* _Problem statement_
Only a number is required: how many lines of the material contain the word "JSON"?

------ Dataset content ------

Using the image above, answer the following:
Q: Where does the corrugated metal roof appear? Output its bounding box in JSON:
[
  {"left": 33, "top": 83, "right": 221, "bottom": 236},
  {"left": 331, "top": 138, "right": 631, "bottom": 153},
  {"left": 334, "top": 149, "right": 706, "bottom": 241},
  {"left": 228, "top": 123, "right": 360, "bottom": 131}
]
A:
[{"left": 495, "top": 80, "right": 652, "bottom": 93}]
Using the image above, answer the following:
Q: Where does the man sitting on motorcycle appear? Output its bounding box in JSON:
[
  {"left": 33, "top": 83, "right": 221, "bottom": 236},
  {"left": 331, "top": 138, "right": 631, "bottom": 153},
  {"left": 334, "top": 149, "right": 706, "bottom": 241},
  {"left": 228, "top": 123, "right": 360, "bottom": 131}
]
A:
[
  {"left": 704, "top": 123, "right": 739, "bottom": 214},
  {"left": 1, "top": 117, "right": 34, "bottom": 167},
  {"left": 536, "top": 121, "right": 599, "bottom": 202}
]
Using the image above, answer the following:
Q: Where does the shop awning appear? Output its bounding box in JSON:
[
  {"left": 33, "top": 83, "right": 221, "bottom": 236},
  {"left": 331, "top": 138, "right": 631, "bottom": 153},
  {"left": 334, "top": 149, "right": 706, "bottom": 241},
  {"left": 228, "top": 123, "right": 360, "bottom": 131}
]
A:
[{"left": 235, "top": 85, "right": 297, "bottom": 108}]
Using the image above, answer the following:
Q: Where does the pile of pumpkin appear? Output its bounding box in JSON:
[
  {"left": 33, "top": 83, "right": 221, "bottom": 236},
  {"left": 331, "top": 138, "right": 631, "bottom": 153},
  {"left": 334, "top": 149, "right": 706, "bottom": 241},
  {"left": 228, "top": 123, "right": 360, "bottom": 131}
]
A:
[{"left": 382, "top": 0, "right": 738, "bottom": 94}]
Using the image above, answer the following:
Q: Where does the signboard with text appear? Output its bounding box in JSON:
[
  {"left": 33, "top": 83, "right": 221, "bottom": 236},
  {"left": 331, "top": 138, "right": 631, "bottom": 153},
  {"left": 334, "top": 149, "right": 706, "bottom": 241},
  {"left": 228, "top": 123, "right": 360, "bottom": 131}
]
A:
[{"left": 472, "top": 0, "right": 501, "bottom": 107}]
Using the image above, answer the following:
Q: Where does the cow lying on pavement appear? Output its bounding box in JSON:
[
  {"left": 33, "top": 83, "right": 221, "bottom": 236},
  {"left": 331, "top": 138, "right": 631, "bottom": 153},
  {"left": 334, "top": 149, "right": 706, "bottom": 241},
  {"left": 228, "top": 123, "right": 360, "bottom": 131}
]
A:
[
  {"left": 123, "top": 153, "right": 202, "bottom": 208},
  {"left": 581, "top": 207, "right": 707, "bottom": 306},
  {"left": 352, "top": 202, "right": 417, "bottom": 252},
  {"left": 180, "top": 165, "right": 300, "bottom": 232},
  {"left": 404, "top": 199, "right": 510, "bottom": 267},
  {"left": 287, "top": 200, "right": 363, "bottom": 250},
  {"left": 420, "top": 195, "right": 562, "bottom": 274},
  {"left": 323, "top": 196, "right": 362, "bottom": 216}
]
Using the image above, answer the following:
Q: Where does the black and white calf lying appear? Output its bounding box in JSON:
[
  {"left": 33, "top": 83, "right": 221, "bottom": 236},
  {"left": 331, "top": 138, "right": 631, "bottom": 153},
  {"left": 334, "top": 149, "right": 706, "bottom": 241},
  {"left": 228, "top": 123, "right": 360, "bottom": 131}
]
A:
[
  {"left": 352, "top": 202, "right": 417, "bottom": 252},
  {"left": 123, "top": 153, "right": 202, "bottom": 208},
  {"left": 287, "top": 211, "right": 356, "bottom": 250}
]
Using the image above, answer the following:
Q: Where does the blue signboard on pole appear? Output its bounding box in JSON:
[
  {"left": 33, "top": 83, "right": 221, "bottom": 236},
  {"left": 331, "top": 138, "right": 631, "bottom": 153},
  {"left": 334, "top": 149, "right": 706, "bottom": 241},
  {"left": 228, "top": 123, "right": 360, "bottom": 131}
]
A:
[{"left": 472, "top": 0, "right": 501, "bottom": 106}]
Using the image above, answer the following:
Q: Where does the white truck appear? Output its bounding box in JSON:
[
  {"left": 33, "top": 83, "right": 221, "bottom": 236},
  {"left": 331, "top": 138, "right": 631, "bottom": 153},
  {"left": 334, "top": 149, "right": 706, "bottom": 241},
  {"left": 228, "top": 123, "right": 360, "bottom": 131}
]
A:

------

* _Output_
9